Work instruction: No line before the one containing "the tall marsh" should appear; that line and all lines after it, through the end of the data, are to be set down exactly.

= Beginning of Section =

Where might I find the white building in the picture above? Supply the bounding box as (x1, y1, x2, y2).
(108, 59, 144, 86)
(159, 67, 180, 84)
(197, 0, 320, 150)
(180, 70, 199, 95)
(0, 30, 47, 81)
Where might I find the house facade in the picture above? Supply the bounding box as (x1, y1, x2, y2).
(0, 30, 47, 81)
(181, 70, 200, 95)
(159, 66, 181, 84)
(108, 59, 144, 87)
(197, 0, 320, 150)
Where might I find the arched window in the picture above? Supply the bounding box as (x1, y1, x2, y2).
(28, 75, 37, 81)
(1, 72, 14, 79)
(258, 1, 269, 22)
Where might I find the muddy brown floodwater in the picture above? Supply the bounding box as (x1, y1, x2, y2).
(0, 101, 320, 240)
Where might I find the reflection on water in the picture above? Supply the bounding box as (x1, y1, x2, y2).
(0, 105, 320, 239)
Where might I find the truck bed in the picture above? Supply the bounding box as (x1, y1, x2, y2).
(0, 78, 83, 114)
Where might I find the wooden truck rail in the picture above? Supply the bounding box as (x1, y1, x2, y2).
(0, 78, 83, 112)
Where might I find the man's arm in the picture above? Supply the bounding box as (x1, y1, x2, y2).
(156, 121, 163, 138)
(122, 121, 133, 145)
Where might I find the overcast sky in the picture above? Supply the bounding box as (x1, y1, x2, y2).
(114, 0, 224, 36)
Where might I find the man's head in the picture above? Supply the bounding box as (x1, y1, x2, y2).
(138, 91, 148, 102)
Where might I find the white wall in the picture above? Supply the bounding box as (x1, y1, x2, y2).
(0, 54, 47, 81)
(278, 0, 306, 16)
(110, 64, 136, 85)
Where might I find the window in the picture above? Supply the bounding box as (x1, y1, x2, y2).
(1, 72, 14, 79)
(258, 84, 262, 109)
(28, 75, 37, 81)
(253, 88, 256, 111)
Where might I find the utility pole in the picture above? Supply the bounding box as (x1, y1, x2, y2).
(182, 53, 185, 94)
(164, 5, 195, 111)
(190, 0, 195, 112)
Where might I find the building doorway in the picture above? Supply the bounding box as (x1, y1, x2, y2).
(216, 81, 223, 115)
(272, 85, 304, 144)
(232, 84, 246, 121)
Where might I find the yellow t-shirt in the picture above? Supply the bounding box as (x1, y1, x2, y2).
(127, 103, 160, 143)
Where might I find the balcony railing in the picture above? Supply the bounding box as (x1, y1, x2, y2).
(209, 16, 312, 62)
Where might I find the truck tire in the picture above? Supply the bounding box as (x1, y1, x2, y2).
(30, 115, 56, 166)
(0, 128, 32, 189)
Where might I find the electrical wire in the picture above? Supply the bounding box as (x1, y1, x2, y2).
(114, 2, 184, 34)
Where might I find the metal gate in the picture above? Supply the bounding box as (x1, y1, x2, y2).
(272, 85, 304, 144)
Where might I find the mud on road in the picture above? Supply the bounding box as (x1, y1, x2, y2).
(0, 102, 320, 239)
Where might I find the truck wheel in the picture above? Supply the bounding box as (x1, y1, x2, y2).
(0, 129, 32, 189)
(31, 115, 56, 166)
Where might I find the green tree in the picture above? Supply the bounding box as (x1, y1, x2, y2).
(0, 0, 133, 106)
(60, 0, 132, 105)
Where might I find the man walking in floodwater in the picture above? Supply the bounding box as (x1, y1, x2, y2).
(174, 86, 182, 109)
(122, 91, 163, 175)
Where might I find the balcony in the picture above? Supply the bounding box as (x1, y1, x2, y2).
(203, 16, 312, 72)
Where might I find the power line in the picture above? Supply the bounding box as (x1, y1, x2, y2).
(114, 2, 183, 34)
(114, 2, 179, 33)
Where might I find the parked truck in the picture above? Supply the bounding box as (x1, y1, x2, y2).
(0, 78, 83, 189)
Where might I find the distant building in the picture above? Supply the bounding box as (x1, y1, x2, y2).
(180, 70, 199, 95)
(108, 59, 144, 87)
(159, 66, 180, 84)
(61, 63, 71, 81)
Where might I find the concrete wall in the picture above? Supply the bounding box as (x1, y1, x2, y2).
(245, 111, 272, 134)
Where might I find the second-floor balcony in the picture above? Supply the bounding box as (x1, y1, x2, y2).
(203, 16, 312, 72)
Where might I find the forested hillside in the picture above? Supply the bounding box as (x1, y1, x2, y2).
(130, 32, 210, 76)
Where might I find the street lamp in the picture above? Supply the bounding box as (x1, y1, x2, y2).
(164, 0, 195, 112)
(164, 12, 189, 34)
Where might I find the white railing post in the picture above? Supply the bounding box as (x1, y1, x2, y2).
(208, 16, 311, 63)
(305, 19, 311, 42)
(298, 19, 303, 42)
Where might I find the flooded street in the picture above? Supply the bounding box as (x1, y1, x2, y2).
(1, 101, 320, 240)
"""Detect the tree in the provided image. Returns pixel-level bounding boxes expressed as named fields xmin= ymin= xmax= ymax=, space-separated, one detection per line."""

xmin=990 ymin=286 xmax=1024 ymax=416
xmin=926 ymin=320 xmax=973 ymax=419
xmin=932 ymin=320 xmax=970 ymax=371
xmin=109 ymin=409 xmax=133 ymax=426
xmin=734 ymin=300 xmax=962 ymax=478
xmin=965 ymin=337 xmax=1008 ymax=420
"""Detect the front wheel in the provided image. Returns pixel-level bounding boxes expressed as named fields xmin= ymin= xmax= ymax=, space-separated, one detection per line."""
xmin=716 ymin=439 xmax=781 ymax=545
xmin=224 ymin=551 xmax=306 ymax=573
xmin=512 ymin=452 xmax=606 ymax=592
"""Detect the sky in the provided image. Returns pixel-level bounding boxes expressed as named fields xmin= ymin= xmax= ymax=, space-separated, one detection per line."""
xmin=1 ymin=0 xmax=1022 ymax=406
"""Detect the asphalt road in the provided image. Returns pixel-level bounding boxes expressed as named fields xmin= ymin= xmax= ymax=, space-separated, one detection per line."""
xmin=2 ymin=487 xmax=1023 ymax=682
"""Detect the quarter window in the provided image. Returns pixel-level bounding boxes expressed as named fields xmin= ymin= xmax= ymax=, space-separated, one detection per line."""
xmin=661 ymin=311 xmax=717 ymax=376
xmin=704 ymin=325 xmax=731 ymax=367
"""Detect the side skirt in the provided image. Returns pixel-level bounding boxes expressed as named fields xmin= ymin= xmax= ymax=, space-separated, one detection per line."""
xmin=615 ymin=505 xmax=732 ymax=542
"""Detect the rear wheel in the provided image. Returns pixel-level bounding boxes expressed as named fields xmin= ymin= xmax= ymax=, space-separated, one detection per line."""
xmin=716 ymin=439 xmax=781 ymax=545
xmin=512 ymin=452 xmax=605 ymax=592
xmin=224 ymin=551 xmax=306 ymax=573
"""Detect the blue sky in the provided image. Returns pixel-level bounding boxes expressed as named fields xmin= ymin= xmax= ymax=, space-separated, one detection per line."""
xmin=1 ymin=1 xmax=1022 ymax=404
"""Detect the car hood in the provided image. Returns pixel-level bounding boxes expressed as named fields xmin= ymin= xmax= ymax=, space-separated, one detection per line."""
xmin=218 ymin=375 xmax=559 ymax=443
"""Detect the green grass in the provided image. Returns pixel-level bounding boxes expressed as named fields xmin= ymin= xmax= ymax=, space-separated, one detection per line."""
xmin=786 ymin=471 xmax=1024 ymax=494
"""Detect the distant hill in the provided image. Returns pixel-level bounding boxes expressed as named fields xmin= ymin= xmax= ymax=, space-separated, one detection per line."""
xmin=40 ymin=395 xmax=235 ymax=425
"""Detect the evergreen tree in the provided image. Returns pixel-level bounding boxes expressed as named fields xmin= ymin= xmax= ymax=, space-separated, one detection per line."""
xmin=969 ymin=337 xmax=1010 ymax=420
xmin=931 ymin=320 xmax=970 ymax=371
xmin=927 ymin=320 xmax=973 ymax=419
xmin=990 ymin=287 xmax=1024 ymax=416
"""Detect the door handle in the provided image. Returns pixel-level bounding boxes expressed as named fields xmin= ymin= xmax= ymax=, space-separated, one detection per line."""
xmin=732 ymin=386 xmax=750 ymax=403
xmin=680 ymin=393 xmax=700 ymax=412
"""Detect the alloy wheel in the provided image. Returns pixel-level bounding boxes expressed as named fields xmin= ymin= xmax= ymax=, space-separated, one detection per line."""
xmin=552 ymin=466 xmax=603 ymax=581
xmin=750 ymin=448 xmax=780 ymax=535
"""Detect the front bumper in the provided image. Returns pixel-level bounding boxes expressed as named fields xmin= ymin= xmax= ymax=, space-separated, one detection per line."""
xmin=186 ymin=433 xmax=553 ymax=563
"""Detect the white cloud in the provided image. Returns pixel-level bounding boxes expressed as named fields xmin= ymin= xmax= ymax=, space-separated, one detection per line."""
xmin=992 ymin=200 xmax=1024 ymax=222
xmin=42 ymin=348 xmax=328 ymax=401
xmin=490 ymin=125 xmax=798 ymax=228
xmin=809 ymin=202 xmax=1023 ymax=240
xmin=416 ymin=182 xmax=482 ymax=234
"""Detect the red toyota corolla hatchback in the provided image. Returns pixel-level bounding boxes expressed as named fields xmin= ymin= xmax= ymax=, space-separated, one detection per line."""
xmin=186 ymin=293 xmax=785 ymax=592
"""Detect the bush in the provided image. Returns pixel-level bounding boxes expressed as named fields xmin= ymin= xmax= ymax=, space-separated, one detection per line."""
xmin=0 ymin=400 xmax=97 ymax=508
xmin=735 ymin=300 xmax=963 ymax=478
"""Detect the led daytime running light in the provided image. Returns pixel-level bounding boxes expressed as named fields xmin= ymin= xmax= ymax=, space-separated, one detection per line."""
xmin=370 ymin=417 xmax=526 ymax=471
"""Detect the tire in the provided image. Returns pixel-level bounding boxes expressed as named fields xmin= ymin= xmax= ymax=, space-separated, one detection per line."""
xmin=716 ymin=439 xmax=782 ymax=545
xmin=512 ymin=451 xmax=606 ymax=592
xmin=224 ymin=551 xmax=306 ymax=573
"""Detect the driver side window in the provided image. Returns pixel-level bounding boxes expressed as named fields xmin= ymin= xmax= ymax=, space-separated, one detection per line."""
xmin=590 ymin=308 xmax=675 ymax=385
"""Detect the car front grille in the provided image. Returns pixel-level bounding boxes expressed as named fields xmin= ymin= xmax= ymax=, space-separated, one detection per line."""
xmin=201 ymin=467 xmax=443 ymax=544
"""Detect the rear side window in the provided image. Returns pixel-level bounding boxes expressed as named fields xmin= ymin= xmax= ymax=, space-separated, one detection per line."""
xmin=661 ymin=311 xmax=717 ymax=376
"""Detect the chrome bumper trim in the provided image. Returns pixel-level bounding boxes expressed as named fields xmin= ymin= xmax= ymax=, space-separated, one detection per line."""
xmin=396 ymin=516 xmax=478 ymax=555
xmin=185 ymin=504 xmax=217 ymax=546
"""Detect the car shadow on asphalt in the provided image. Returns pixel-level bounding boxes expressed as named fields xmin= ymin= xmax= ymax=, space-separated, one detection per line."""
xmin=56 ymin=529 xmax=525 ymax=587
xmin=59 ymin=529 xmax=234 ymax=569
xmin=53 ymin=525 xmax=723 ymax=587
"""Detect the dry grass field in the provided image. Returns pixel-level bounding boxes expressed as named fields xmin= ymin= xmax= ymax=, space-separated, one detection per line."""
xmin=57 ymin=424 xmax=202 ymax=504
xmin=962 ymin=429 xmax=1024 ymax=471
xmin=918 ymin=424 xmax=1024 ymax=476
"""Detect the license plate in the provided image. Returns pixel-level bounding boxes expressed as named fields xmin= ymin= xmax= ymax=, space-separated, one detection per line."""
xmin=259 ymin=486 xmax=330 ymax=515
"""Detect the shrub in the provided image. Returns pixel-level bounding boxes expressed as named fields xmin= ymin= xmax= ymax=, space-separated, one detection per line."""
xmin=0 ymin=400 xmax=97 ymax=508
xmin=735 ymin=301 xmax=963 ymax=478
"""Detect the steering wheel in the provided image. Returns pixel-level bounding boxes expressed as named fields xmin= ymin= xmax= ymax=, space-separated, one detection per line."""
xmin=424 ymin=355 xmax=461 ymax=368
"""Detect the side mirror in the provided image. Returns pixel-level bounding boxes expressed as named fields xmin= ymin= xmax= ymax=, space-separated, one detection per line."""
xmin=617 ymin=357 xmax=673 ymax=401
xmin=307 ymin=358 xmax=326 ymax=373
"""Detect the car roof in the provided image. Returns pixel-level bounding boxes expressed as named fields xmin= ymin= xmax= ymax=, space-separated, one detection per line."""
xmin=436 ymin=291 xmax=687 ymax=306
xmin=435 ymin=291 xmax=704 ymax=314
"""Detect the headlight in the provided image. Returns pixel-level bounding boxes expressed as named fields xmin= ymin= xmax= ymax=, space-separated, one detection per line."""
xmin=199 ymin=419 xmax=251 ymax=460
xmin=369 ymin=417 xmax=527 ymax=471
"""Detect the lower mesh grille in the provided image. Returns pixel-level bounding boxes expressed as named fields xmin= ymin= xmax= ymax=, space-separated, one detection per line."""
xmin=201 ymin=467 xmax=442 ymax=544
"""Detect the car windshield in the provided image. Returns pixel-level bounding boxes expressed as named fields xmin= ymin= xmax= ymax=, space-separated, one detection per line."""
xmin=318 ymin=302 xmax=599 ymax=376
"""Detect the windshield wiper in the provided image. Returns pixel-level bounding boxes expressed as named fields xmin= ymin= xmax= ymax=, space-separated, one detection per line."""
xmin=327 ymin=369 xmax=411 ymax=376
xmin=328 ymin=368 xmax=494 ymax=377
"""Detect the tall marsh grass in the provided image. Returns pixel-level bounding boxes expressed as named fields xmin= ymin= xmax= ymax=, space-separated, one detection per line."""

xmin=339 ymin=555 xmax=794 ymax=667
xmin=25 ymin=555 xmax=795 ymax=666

= End of Section =

Exercise response:
"""Detect the tall marsh grass in the provided image. Returns pixel-level bounding boxes expressed as named fields xmin= ymin= xmax= ymax=, space-separated, one detection per line."""

xmin=339 ymin=555 xmax=794 ymax=667
xmin=25 ymin=555 xmax=795 ymax=666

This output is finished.